Goal —
Output the data exactly, with every line intact.

##### Records #####

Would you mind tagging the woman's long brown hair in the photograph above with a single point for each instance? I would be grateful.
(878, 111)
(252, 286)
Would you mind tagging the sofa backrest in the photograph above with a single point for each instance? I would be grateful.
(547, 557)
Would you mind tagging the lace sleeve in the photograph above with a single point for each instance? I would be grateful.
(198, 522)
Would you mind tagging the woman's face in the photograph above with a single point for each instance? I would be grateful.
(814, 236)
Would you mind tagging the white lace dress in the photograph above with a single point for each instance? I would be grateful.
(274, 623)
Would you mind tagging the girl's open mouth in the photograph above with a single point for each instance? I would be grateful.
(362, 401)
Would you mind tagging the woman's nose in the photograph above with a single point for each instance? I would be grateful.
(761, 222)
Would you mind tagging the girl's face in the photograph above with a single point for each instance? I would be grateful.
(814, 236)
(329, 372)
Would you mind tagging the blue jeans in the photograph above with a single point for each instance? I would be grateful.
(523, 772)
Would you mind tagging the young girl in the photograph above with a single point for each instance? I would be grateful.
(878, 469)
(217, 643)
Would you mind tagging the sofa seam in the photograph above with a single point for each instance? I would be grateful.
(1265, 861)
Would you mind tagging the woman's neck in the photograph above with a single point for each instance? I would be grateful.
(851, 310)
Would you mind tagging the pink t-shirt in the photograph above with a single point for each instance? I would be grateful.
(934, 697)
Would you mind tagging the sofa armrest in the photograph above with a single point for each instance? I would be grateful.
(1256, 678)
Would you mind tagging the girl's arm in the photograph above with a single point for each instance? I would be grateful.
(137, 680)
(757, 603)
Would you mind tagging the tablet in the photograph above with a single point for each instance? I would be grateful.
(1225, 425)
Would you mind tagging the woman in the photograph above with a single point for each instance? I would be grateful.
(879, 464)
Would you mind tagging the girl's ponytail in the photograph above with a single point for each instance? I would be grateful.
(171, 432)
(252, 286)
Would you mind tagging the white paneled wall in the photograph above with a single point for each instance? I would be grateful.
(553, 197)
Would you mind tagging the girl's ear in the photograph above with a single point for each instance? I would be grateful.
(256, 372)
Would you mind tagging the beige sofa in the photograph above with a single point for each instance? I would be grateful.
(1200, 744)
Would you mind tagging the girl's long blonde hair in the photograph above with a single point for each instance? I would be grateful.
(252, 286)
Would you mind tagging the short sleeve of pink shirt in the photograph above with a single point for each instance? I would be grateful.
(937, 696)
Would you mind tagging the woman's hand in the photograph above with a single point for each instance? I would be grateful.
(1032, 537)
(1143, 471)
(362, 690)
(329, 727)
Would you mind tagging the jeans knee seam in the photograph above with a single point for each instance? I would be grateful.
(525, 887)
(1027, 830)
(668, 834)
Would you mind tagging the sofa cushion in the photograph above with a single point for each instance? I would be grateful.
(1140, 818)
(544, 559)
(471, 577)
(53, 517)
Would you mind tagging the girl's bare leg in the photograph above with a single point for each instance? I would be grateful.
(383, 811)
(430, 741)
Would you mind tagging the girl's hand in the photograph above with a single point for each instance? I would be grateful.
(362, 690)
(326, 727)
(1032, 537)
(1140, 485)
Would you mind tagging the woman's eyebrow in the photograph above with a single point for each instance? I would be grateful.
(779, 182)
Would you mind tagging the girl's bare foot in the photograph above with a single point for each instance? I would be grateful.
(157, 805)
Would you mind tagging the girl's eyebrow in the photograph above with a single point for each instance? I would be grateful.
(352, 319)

#####

Exercise output —
Would you mind tagging the woman's long brown hair in the photograph above with a single point for each instance? I would be grateful.
(878, 111)
(252, 286)
Would you mind tagging the sofa backrest in the photograph above with a single point for each instance? I would be grateful.
(547, 557)
Would you mind tagging the lace sleeve in the photograph above with a single point for each instance? I would be grateful.
(198, 522)
Would you mind tagging the woman's face in the photograph above with a single point for each instance? I would be grateful.
(814, 236)
Would you mind tagging the white lace dress in the photograph above with a single point for each instance? I would be grateful.
(274, 623)
Would you mind tagging the girl's open mouth in the photograph above with a single point for each instance? I would be grateful.
(362, 401)
Would you mind tagging the woman's nose in the photograph above with a single point for each instance? I would be grateful.
(761, 222)
Would you mind tagging the girl's face in the photograph above with a single point for each instance? I would be grateful.
(814, 236)
(329, 372)
Would you mind tagging the blue jeans in the photograph above with a single point for each instance? I would be grateful.
(523, 772)
Would you mind tagging the young girl in the photograph above with a single point for each instance? I would be grateful.
(878, 469)
(217, 643)
Would you mind tagging the sofa seam in the photograph above with a single point for each instance? I would be grateful.
(1265, 861)
Would you mind tagging the woman's neck in the photograph above with a single point for each instance? I would be grateful.
(851, 310)
Would you mind tagging the pink t-shirt in the photograph above with a single point for each instance? I would be grateful.
(934, 697)
Would you mind tagging the sofa armrest in the photograph above with a single point for each instance? I would be grateful.
(1256, 678)
Would you mind tagging the girl's arm in the photograph above with a single point for each instance? I would be grateful.
(137, 680)
(757, 603)
Would you mind tagging the tablet in the photograph above with a single point for each instance? I would be grateful.
(1225, 425)
Would you mind tagging the woman in the photograph above with a single point for each instance? I would be grateful.
(879, 464)
Would you mind tagging the girl's ponytail in the photograph above with a single point for each instance? I would be grateful.
(171, 432)
(252, 286)
Would you mind tagging the white paneled wall in the photograph above with a single point for each instance? I would be grateful.
(553, 197)
Would you mind tagging the girl's ear in the photograph above with a single point for each instance? I would be grateful.
(256, 372)
Would you mind tagging the beige sofa in the photograph above with a single point for each instance? I would be grateful.
(1200, 744)
Would you mind tagging the girl's long blonde hair in the photograph above with a single point for each instance? I would be grateful.
(252, 286)
Would you mind tagging the short sleeve of pink shirt in the photograph above with a single point for each instance? I would be grateful.
(937, 696)
Would you mind tagging the woman's hand in the photograph above with a single point for each instance? I would be grateful.
(1032, 537)
(1143, 471)
(362, 690)
(329, 727)
Would you mind tagging the jeans knee seam in the photograph above with a single point for each instance? I would be grateful.
(525, 887)
(1027, 830)
(668, 834)
Would you mind tagging the sofa cushion in the photograph above with a single point for each instance? I would be grateful.
(1140, 818)
(544, 559)
(471, 577)
(53, 517)
Would you mind tagging the girl's bare leg in the photograph above with a single point for each instance? I would be grateful.
(383, 811)
(430, 741)
Would you mind tagging the girl's hand in the photograph above with a single point for each instance? I would be grateful.
(362, 690)
(326, 727)
(1032, 537)
(1140, 485)
Would you mind tagging the woman's eyebrow in the photograph above with a single point for each instance? I would be grateful.
(779, 182)
Would you mind tagging the girl's bare foot in the photograph above with a single point for each instance? I would be grateful.
(157, 805)
Would you mind tagging the girl's eyebrow in the photograph above with a single point for each instance? I would be grateful.
(352, 319)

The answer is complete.